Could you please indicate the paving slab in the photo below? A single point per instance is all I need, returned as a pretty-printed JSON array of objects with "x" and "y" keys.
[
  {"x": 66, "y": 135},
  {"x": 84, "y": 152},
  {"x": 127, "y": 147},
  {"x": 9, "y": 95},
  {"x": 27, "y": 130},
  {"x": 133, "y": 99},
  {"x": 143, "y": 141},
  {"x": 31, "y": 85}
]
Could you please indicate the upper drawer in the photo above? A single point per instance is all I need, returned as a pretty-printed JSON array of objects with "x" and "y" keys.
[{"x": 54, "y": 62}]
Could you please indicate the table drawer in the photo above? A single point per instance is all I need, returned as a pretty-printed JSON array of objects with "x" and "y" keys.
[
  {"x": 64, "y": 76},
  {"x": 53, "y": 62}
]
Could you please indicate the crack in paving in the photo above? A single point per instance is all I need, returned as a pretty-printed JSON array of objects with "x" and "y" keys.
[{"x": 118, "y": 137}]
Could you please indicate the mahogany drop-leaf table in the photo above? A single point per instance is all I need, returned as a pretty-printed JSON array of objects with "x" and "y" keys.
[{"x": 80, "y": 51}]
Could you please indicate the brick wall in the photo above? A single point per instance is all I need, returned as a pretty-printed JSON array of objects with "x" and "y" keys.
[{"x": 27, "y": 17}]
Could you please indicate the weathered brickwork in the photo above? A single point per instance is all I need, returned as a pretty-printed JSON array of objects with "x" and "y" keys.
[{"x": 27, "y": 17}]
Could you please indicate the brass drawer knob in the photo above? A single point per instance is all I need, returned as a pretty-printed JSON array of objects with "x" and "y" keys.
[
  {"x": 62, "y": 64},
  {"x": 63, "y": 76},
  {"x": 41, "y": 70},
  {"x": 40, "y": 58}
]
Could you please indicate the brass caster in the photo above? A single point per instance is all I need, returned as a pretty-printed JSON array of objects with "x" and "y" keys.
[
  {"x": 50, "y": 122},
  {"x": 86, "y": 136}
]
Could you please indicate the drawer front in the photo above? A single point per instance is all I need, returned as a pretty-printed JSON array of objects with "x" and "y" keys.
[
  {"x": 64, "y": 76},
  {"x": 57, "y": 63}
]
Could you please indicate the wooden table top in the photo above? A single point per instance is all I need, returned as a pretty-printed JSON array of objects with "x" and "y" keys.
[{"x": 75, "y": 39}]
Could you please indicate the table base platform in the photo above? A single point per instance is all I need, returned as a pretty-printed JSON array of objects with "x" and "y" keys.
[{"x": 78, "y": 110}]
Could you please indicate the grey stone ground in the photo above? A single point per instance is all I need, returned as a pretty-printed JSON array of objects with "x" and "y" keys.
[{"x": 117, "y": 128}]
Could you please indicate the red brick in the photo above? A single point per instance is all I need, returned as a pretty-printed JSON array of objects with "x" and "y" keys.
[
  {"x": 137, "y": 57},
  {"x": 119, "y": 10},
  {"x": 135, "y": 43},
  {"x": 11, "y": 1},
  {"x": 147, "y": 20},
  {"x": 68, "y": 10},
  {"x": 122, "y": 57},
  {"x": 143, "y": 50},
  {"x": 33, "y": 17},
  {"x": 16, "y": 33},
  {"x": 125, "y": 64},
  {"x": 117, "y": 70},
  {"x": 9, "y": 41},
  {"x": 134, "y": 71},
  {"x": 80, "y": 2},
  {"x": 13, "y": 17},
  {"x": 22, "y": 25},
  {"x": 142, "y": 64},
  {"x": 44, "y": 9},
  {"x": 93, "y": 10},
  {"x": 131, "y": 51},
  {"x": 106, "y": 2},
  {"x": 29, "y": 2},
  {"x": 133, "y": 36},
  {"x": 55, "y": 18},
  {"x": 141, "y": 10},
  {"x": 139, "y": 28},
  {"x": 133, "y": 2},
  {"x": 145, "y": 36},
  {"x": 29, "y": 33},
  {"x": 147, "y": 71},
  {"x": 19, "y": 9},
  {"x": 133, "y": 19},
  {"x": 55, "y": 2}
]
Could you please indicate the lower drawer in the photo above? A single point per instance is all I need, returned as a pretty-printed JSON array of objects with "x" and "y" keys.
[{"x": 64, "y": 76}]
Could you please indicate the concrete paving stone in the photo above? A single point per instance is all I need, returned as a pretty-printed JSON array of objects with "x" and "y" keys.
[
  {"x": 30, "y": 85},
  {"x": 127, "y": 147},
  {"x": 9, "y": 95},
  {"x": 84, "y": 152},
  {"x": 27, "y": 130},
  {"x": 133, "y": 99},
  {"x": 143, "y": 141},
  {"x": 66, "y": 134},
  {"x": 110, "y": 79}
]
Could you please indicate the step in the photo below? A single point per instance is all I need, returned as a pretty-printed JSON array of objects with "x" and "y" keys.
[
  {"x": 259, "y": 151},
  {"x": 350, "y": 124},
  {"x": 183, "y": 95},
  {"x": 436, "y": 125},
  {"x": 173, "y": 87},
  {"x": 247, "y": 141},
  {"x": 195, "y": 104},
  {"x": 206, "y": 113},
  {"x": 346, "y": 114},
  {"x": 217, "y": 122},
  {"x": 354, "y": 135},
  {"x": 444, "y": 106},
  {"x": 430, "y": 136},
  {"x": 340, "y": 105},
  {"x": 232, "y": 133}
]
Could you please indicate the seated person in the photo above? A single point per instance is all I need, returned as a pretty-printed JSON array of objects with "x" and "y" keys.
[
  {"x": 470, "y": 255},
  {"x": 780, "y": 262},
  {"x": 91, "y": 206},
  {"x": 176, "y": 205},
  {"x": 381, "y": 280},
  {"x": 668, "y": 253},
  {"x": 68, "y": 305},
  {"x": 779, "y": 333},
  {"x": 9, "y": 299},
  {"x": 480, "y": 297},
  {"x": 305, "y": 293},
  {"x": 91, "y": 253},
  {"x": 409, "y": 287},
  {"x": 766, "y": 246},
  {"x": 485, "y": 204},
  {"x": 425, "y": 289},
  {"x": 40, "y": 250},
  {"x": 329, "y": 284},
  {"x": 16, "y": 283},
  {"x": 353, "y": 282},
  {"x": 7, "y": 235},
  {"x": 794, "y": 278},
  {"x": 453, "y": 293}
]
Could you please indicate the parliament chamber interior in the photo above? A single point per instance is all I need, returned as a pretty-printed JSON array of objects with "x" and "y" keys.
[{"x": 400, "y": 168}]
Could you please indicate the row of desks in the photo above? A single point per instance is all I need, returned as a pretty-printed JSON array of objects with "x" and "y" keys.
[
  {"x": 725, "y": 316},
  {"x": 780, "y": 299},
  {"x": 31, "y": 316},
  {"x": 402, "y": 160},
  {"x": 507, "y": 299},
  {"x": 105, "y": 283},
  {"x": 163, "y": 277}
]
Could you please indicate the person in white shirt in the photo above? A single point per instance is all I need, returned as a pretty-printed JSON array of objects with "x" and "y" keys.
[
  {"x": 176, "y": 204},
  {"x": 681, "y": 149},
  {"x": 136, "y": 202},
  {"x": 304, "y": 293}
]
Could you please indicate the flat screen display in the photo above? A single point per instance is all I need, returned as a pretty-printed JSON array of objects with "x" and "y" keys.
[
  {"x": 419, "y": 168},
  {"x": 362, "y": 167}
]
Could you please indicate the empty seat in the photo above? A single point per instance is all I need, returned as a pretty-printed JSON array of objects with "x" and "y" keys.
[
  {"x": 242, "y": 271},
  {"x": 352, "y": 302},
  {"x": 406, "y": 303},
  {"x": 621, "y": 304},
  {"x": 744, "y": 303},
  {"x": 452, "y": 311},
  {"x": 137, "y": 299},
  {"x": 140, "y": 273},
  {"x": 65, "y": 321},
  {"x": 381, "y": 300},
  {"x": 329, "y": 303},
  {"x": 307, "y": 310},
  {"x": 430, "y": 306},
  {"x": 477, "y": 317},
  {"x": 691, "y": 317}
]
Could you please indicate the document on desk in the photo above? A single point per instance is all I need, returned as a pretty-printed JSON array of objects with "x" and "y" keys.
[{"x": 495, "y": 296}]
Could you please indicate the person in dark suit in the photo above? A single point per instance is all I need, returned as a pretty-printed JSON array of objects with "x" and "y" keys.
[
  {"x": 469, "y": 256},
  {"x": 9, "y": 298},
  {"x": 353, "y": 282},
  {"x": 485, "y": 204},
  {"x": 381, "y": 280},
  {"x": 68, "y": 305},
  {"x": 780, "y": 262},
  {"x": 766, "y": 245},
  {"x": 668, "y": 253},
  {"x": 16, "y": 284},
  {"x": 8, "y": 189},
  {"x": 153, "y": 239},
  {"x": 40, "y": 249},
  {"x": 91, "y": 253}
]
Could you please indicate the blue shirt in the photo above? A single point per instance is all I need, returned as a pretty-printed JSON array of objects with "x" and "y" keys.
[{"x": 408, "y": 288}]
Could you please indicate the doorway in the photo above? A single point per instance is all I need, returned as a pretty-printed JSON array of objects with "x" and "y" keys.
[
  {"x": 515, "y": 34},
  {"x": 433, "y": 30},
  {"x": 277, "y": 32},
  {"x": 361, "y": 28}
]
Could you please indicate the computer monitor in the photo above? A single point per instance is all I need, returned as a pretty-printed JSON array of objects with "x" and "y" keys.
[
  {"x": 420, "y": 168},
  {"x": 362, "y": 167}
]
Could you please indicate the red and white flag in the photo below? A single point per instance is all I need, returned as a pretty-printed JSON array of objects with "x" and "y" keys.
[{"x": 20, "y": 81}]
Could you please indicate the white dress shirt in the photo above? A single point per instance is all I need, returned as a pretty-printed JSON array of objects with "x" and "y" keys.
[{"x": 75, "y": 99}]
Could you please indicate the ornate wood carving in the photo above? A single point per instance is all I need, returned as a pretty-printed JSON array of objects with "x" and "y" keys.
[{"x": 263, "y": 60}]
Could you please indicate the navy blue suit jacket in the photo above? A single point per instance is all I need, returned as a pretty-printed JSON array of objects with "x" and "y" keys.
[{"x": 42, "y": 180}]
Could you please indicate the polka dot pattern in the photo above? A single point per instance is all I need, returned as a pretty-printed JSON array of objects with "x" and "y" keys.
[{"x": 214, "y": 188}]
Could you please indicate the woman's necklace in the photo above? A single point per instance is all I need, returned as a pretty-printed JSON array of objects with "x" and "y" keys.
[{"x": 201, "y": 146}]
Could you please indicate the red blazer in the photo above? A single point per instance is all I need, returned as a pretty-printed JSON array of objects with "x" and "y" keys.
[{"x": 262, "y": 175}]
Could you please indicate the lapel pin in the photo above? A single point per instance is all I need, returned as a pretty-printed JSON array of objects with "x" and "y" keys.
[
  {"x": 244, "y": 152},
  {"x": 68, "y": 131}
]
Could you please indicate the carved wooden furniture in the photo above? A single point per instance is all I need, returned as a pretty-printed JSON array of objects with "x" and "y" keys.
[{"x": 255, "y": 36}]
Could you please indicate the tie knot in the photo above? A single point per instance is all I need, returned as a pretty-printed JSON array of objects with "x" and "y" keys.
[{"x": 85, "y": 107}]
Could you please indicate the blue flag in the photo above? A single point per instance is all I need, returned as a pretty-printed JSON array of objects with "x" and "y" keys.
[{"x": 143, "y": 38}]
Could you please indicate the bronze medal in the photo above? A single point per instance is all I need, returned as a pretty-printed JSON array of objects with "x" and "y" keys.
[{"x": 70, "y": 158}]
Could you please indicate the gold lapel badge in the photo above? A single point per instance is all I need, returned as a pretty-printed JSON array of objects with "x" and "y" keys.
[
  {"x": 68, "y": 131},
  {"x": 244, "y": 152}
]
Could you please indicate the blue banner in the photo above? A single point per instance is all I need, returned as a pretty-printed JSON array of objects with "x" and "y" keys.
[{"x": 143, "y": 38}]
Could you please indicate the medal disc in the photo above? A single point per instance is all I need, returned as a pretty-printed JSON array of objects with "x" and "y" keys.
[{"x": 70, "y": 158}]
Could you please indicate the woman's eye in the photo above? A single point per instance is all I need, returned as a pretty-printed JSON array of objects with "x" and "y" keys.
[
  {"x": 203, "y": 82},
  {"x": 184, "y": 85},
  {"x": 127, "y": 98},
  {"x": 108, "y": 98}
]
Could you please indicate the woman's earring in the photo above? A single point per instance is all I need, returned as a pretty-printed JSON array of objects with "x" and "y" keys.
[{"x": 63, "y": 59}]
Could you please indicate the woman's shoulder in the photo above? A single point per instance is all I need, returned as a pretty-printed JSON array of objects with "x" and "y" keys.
════════════════
Transcribe the records above exactly, but only from the line that contains "Could you please indicate the gold" through their final line, inclusive.

Could you please indicate the gold lapel badge in the photo above? A single point per instance is all I need, returned as a pretty-printed JSON array of objects with "x" and "y" keys.
[
  {"x": 68, "y": 131},
  {"x": 244, "y": 152}
]
Could you please indicate the blue banner in the photo above? A single point per instance is all I need, returned as a pretty-printed JSON array of objects with "x" and "y" keys.
[{"x": 143, "y": 38}]
Could you please indicate the medal disc in the photo above? A single point per instance is all I need, returned as a pretty-printed JSON array of objects with "x" and "y" keys.
[{"x": 70, "y": 158}]
Could you please indicate the woman's eye in the photo above? A single point per instance is all I need, returned as a pretty-printed JSON array of objects with "x" and "y" keys.
[
  {"x": 203, "y": 82},
  {"x": 184, "y": 85},
  {"x": 127, "y": 98},
  {"x": 108, "y": 98}
]
Could you please indicate the woman's earring in the photo above? A single point per instance is all I need, returned as a pretty-printed JSON array of objects with "x" and "y" keys.
[{"x": 63, "y": 59}]
Could you please indicate the woman's shoulder in the photo above? A single point per instance is all I need, returned as a pretty-printed JSON array of objects with "x" and "y" keys.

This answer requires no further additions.